● Document section:
((

Posted in Opinions, Rants, and Musings on May 25th, 2009

Well, the summer is almost upon us. For many, it’s a time of barbecues, cold brews, and generally relaxation in its various forms…a time to visit with the relatives, kick back by the pool, and work on the tan. For me, the past few summers have featured some of those things, but something else, too. If there has been one notable similarity between the past several summers, it has been that before fall rolls around, I’ve found myself living in a different city. There have been various reasons for this, but the fact remains; each summer I’ve hit the road again, extending the nomadic existence that has been my life for the past few years, since finishing my undergrad. This year will be no exception. If all goes according to plan, by the beginning of July I will have moved from Myrtle Beach, South Carolina, to the Big Apple, Brooklyn, New York.

))

● Set tasks:
a – Answer these questions about the post on summer moves, one line each:
(i) On what date was the post published?
(ii) Since finishing what has the writer lived a nomadic existence?
(iii) By the beginning of which month does the writer plan to have moved?
b – Rewrite the paragraph of the post on summer moves that begins "Well, the summer is almost upon us" in a shorter form that keeps its main facts.

● Data excerpts:

((

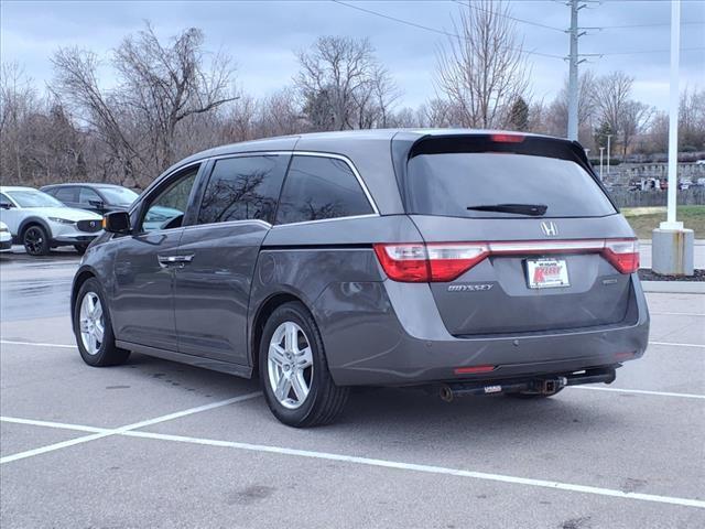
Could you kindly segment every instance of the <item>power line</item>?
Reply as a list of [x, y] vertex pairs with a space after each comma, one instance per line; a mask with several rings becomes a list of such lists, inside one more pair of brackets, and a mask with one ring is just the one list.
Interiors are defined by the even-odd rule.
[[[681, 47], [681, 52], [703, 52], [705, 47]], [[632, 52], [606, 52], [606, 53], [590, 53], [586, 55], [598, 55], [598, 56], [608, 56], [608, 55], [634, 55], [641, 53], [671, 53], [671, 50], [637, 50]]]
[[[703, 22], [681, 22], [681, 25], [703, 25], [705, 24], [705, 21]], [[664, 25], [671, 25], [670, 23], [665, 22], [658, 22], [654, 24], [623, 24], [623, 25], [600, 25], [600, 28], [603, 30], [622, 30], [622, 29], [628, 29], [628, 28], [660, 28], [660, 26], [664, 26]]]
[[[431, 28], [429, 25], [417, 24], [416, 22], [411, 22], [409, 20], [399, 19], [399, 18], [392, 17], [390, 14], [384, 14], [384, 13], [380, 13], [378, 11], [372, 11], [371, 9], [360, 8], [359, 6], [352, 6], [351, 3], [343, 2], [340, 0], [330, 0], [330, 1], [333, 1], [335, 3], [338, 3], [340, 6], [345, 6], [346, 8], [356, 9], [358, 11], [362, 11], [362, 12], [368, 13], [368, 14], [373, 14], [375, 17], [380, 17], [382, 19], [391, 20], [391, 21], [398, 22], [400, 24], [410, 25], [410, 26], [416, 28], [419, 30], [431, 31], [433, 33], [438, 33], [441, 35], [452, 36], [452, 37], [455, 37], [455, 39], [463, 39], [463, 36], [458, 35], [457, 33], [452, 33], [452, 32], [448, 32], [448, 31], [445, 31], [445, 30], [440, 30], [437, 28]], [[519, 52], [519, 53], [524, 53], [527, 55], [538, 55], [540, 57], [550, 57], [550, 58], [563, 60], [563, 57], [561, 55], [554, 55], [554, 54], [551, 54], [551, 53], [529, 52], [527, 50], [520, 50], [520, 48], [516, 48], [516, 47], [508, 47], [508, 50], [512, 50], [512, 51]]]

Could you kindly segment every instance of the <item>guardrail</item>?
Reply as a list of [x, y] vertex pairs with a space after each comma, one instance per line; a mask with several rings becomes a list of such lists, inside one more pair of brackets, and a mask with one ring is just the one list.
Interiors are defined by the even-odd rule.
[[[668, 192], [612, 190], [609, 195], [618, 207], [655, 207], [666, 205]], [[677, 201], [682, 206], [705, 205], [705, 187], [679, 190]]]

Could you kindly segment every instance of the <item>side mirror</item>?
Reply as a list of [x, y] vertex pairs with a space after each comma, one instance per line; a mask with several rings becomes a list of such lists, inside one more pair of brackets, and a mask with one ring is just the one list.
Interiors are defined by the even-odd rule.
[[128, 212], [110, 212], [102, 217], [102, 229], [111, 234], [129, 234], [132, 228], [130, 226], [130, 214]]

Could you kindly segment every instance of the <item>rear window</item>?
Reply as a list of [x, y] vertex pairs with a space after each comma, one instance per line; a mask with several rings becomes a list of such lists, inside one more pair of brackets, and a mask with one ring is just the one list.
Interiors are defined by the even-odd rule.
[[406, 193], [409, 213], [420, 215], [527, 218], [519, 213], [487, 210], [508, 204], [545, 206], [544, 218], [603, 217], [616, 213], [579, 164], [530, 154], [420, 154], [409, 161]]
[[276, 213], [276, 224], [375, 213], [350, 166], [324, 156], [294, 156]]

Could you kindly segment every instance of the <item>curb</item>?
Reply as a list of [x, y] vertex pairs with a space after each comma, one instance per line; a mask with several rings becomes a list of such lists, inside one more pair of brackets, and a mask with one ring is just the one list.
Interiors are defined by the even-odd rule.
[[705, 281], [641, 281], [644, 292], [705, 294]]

))

● Exercise responses:
a –
(i) May 25th, 2009
(ii) Undergrad
(iii) July

b – Summer is nearly here, a season many spend on barbecues, cold brews, visits with relatives and relaxing by the pool. For me, each of the past several summers has also ended with a move to a different city, for various reasons, continuing the nomadic life I've led since finishing my undergrad. This year will be the same: if all goes to plan, by the beginning of July I will have moved from Myrtle Beach, South Carolina, to Brooklyn, New York.